┌─ Passage shown
A $3.5 million grant from the Global Environmental Facility will help finance a project to improve environmental management in the Sixaola river basin between Costa Rica and Panama, the Inter-American Development Bank announced today.
The Sixaola basin covers 2,890 square kilometers stretching from the Caribbean coast to the mountainous regions of Talamanca in Costa Rica and Central in Panama. The area contains one of the last large tracts of nearly untouched forest in Central America, as well as coastal ecosystems such as wetlands and mangroves. Home to communities of several indigenous groups and Afro-descendents, the basin also has some of the highest levels of poverty in both countries.
"The management of transboundary river basins and ecosystems is a matter of great importance in Central America,” said IDB project team leader Henrik Franklin. “This is an opportunity for Costa Rica and Panama to combine their efforts to conserve a global biodiversity hotspot, manage shared water resources and combat land degradation under a common framework."
The new project will help strengthen the working relationship between Costa Rica and Panama to improve environmental management in the Sixaola basin with broad participation of all stakeholders. The National Environment Agency (ANAM) in Panama and the Ministry of Environment and Energy (MINAE) in Costa Rica will jointly lead the project through a binational technical executing unit, under the guidance of multi-stakeholder commission.
The project will promote the adoption of productive practices compatible with the conservation and sustainable use of water, soil and biodiversity. For example, the project will involve local communities in improving the management of micro-watersheds.
It will also promote alternative income-generation activities based on the sustainable use of natural resources. A binational water quality and biodiversity monitoring program will be developed, as well as management tools for the transboundary protected areas.
The GEF-financed project will complement activities financed by the IDB under two sustainable development programs in Costa Rica Sixaola region and in Panama’s Boca del Toro.
The GEF, an independent financial organization with 175 member countries, was established in 1991 to provide grants to help transform environmental projects designed to achieve national benefits into initiatives capable of yielding regional and global advantages.
The facility’s focal areas are biological diversity, climate change, international waters and ozone layer depletion, as well as land degradation, desertification and deforestation.
└─
_Prompt 1_.
Answer the following from the grant announcement:
(a) How many square kilometers does the Sixaola basin cover?
(b) Which two agencies will jointly lead the project?
(c) In what year was the Global Environmental Facility established?
_Prompt 2_. List every focal area of the Global Environmental Facility named in the grant announcement.
The listing that comes next is drawn from a separate source and is unrelated to the grant announcement.
┌─ Source data
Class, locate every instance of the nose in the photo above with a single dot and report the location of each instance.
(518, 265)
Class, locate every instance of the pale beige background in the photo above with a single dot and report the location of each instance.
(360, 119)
└─
_Response area 1_.
(a) 2,890 square kilometers
(b) The National Environment Agency (ANAM) in Panama and the Ministry of Environment and Energy (MINAE) in Costa Rica
(c) 1991

_Response area 2_.
- Biological diversity
- Climate change
- International waters
- Ozone layer depletion
- Land degradation
- Desertification
- Deforestation